WHAT NEEDS TO BE DONE:
For the entries below, report the number of lines where the string "Target" appears, and only that number.

------------

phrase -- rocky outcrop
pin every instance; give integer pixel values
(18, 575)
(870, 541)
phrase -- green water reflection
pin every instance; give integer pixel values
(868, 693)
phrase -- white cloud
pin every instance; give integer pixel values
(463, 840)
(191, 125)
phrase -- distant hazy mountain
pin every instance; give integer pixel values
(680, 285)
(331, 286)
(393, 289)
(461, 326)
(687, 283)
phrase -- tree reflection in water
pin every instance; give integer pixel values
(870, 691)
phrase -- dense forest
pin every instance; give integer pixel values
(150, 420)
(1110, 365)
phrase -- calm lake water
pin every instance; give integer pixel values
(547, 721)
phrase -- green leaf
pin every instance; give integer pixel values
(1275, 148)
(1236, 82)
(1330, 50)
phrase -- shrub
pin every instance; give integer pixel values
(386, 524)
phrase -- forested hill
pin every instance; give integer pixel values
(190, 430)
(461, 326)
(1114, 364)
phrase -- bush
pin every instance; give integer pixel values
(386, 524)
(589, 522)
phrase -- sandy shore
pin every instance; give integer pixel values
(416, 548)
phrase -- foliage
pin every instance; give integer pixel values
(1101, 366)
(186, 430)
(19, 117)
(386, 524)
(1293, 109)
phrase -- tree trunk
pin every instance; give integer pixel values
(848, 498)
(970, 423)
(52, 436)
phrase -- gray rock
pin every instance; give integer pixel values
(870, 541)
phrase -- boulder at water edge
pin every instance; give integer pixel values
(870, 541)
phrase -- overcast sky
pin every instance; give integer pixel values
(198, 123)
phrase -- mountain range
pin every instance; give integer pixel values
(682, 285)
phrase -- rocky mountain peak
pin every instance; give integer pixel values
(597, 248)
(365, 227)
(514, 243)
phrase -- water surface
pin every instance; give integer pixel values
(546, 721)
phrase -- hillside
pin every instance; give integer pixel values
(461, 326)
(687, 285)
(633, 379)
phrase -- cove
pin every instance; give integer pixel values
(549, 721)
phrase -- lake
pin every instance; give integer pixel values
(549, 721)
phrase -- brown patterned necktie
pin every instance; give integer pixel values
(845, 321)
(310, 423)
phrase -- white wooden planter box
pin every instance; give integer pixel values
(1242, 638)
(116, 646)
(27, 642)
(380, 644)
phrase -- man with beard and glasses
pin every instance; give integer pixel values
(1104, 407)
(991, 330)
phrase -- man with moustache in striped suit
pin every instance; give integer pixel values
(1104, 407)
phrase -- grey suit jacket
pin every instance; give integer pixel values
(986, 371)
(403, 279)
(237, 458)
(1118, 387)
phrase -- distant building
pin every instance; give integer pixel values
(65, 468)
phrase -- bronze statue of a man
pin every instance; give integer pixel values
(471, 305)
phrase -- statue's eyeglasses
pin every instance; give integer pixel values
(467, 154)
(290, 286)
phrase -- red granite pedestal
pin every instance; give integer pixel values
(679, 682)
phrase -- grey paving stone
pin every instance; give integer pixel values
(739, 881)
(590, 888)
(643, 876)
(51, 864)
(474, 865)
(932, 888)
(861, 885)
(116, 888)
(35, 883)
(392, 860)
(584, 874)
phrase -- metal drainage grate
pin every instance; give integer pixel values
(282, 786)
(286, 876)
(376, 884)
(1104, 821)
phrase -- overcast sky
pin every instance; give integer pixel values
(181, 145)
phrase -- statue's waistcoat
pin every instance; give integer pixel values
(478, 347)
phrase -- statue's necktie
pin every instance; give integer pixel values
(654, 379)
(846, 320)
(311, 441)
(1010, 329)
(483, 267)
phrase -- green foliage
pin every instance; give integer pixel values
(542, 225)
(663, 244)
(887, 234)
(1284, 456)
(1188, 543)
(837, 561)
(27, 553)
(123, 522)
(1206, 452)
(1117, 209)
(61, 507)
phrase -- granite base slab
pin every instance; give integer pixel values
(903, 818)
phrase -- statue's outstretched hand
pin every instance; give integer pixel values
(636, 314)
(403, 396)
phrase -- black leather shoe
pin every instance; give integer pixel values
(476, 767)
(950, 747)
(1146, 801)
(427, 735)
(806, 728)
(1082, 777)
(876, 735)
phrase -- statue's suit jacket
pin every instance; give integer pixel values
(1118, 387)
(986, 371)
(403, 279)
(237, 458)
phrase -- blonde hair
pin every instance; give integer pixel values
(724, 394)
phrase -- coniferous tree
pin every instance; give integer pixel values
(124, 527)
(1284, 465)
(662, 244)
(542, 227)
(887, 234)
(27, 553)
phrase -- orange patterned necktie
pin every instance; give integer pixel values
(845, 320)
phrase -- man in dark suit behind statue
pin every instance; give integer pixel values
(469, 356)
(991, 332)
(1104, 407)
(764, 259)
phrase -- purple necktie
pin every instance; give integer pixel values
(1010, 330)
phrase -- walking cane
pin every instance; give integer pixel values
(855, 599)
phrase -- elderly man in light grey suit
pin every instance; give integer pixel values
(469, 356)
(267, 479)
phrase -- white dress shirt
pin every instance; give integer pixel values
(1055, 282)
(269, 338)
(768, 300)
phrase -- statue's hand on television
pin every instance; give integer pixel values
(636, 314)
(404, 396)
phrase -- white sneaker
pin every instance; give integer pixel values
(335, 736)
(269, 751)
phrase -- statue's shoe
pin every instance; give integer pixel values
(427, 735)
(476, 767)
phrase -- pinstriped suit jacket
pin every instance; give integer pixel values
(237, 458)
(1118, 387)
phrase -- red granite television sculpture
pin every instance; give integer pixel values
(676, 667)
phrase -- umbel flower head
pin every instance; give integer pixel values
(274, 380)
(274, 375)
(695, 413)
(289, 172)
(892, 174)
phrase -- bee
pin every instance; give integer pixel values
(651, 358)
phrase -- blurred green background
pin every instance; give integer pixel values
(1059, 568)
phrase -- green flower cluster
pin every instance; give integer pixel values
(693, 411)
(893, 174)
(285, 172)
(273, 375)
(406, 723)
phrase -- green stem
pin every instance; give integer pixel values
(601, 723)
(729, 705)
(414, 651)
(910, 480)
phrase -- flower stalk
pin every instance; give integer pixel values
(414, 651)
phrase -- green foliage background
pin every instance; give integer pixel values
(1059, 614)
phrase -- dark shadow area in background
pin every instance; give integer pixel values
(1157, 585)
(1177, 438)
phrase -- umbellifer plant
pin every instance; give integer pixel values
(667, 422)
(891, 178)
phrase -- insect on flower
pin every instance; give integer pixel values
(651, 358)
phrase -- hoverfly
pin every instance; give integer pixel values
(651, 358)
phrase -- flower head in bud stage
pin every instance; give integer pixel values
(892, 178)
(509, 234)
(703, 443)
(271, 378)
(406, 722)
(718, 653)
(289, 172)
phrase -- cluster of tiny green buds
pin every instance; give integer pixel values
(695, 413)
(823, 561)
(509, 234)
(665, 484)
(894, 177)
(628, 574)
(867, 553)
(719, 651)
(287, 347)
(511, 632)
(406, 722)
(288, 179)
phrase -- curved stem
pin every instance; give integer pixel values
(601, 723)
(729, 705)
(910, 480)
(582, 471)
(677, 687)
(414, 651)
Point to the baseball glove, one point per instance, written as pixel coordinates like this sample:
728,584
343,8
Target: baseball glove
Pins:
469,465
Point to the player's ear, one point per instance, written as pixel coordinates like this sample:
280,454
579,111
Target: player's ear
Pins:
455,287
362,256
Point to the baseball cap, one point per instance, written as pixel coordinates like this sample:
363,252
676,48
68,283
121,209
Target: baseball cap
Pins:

------------

WRITTEN REPLY:
3